• **DATA LINES**
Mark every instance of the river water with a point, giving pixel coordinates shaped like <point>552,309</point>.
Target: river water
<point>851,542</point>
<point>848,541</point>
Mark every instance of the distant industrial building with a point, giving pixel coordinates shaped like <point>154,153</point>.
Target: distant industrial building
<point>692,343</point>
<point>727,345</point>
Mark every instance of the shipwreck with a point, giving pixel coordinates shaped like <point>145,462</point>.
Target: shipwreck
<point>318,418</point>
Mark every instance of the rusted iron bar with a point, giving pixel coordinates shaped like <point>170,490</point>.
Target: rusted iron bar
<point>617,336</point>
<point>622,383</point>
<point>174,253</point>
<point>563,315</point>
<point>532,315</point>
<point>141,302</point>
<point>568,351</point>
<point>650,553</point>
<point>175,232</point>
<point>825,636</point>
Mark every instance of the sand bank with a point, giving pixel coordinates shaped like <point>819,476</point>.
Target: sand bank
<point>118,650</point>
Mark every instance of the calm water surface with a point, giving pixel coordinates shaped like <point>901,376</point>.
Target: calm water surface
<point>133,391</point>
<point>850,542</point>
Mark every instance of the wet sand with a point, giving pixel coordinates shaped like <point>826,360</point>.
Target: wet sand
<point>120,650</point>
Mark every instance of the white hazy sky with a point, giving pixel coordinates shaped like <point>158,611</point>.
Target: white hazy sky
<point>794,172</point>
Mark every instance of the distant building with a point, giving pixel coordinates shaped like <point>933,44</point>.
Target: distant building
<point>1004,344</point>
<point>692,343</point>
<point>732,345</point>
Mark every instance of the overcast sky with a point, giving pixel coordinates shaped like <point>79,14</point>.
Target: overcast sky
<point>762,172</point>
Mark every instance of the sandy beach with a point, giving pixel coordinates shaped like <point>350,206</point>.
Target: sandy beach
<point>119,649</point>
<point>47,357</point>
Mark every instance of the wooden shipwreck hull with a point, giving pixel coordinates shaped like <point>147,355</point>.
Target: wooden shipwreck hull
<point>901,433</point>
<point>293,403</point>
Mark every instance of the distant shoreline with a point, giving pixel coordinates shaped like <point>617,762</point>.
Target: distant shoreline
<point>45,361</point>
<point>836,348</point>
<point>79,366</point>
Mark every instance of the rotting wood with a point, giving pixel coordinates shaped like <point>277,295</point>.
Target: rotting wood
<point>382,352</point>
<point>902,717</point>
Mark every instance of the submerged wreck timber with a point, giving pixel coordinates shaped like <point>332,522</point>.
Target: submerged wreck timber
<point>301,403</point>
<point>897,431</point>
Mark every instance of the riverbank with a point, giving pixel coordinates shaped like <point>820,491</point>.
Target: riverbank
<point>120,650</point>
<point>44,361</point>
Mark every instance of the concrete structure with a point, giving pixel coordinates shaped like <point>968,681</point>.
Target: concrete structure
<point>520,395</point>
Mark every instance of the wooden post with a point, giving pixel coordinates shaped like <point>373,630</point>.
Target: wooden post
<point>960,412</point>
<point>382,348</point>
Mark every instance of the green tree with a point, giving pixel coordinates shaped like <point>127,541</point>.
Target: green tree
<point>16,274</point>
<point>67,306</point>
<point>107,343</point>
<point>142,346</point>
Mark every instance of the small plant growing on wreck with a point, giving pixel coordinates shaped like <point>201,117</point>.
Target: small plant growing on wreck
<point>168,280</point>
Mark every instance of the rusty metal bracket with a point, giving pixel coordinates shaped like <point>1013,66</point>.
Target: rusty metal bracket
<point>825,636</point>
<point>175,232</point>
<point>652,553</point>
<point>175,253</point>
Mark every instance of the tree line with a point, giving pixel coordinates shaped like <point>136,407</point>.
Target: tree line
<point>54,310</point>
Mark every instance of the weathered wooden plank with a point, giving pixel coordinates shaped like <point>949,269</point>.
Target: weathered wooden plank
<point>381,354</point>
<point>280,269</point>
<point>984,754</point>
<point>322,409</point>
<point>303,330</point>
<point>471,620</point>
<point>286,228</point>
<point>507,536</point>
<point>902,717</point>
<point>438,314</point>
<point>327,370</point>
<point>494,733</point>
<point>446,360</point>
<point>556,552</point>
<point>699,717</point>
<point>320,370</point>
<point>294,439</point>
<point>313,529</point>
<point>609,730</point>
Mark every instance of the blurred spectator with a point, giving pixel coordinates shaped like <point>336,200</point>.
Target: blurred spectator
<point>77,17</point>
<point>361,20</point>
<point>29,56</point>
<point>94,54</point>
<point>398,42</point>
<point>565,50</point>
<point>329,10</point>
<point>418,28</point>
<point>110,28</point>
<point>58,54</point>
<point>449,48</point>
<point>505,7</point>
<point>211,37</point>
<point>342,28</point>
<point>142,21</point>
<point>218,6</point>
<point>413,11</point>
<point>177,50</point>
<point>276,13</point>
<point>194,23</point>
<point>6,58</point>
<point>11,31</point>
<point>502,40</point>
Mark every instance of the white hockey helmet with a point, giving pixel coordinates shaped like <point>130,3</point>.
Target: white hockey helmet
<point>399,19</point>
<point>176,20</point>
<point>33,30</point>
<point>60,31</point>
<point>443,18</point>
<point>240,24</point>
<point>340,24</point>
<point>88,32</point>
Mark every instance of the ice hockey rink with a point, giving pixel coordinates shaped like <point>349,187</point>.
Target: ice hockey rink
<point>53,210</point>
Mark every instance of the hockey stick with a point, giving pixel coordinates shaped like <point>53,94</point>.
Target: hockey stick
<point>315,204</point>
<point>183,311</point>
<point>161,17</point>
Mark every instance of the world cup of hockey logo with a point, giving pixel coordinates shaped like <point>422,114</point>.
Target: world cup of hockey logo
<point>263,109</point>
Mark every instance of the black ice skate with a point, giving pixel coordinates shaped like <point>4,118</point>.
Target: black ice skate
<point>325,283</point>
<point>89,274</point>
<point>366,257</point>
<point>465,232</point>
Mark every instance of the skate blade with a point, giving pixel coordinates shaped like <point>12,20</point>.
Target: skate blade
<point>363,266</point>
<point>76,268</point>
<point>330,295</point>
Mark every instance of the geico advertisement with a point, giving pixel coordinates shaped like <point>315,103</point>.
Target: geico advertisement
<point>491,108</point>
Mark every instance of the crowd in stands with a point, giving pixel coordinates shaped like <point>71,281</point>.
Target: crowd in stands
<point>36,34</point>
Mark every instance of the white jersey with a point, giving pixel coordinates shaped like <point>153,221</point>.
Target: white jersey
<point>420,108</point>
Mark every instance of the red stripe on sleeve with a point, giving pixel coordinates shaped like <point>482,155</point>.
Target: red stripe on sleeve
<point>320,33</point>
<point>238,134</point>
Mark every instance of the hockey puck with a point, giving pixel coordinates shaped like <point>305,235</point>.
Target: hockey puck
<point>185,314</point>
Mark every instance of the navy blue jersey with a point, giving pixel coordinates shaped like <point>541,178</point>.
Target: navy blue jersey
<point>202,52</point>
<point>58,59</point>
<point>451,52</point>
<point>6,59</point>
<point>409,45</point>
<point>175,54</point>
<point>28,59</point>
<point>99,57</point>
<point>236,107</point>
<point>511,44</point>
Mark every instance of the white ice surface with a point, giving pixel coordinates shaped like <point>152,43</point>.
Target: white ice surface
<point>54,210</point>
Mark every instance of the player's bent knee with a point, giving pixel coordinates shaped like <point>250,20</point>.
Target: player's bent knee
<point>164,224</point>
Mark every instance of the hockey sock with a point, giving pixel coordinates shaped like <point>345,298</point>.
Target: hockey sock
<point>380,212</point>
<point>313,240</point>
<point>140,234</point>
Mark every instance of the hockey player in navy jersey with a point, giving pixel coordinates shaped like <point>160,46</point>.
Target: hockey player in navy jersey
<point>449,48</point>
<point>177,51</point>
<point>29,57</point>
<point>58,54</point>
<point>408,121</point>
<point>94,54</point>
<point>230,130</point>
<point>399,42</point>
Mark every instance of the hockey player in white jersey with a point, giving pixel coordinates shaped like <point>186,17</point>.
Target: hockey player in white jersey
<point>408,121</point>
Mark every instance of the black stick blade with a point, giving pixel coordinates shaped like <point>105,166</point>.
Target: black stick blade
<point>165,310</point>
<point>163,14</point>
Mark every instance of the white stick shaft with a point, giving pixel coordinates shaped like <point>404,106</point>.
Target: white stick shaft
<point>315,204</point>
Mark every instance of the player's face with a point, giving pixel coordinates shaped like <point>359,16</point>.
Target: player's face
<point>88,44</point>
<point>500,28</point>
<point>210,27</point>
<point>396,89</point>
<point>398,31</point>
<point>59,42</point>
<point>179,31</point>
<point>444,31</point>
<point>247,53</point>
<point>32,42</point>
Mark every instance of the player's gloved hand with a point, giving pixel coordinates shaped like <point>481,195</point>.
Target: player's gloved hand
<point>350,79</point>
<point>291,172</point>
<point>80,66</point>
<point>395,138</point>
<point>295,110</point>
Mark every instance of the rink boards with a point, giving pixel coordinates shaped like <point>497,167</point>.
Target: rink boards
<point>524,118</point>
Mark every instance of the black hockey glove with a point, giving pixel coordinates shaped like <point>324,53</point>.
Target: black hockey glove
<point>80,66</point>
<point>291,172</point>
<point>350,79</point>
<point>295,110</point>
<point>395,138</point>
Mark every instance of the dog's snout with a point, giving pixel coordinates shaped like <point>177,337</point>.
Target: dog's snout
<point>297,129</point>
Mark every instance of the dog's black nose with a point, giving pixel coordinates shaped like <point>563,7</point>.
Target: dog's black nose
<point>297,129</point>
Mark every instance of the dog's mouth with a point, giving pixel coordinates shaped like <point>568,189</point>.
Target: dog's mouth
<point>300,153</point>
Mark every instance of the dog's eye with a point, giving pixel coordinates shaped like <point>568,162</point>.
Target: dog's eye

• **DESCRIPTION OF THE TASK**
Please rewrite the lines starting at the line that contains "Mark every instance of the dog's mouth" and ending at the last line, replacing "dog's" with "puppy's" and leaving everything else unchanged.

• **SOLUTION FOR THIS PROBLEM**
Mark every instance of the puppy's mouth with a point, giving pixel coordinates shaped like <point>568,189</point>.
Target: puppy's mouth
<point>300,153</point>
Mark every instance of the puppy's eye with a point, giving pixel coordinates shaped like <point>568,162</point>.
Target: puppy's eye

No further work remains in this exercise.